---- TEXTE SOURCE
La Banque du Canada n’a pas encore baissé les bras dans son combat contre l’inflation. Mais sa plus récente augmentation de 50 points de base du taux directeur, mercredi, pour un total de 400 points de hausse depuis mars dernier, est peut-être la dernière.

Est-ce que la hausse du 7 décembre est vraiment la dernière ?

C’est possible. C’est du moins ce que laisse entendre la Banque du Canada dans son communiqué de mercredi. Pour la première fois depuis qu’elle a entrepris de lutter contre la hausse des prix, la banque centrale n’annonce pas d’autres augmentations des taux d’intérêt. La formule « le Conseil de direction s’attend à ce que le taux directeur doive encore augmenter » de sa précédente annonce a été remplacée par « à l’avenir, le Conseil de direction évaluera s’il est nécessaire de relever encore le taux directeur ».

Pour la plupart des économistes, c’est un changement de ton important qui indique la fin des hausses de taux d’intérêt. « À nos yeux, il y a de bonnes chances que cette hausse de taux soit la dernière de la Banque », estiment Taylor Schleich et Warren Lovely, de la Banque Nationale.

Autre indice qui va dans le même sens, la Banque du Canada reconnaît que des progrès sont en cours sur le front de l’inflation. « Les pressions sur les prix pourraient être en train de s’alléger », avance-t-elle.

Qu’est-ce qui influencera la prochaine décision sur les taux ?

La prochaine décision de la Banque du Canada sur les taux d’intérêt sera annoncée le 25 janvier. D’ici là, deux rapports sur l’indice des prix à la consommation, pour novembre et décembre, et un portrait du marché de l’emploi en décembre seront publiés par Statistique Canada. Ces nouvelles données seront déterminantes pour la Banque du Canada. Actuellement, la banque centrale juge que le taux d’inflation de 6,9 % est encore trop élevé, que l’économie est toujours en surchauffe et que le marché de l’emploi est trop tendu, avec un taux de chômage tout près de son creux historique.
--------
---- DONNÉES FOURNIES
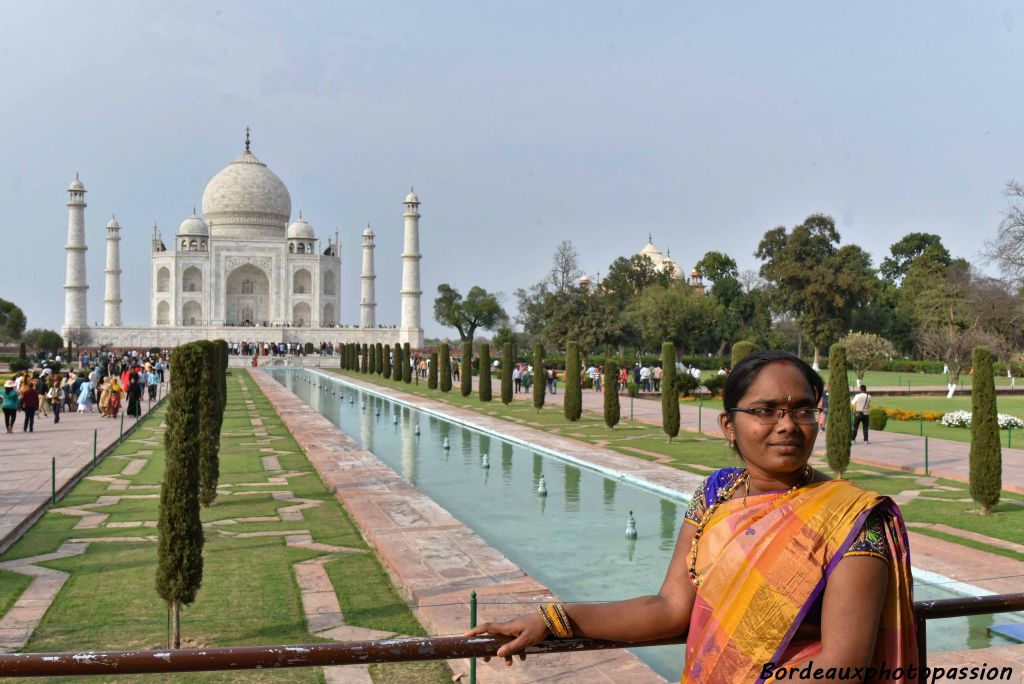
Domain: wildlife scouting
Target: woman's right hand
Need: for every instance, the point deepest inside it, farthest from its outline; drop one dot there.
(527, 630)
--------
§ **EXERCICES PROPOSÉS**:
1 > Recopiez mot pour mot, dans l'article sur la Banque du Canada, tout le passage allant de « La Banque du Canada n’a » jusqu'à « vraiment la dernière ? ».
2 > Poursuivez l'article sur les taux de la Banque du Canada à partir de sa dernière phrase.
La liste placée après l'article forme un ensemble distinct de celui-ci.

§ **RÉPONSES PAR EXERCICE**:
1 >
La Banque du Canada n’a pas encore baissé les bras dans son combat contre l’inflation. Mais sa plus récente augmentation de 50 points de base du taux directeur, mercredi, pour un total de 400 points de hausse depuis mars dernier, est peut-être la dernière.

Est-ce que la hausse du 7 décembre est vraiment la dernière ?

2 >
« L’évolution à court terme de l’économie et de l’indice des prix à la consommation déterminera si une autre hausse de 25 points de base est nécessaire ou non », explique Sébastien Lavoie, économiste en chef de la Banque Laurentienne.

Chose certaine, selon lui, d’autres grosses augmentations de 50 points de base sont à exclure et la probabilité est faible qu’une autre augmentation de 25 points de base soit nécessaire en janvier.

Avec cette nouvelle augmentation des taux, le risque de récession est-il plus élevé ?

Pour le Québec, la réponse est oui, selon Desjardins : le recul de l’Indice précurseur Desjardins (IPD) émet un signal clair de ralentissement. « L’économie du Québec subira une détérioration importante et la première moitié de 2023 sera particulièrement difficile », estime Hélène Bégin, économiste principale chez Desjardins.

« Presque tous les indicateurs qui entrent dans le calcul de l’IPD sont fortement négatifs », précise Desjardins, ce qui lui fait croire à une récession « imminente ».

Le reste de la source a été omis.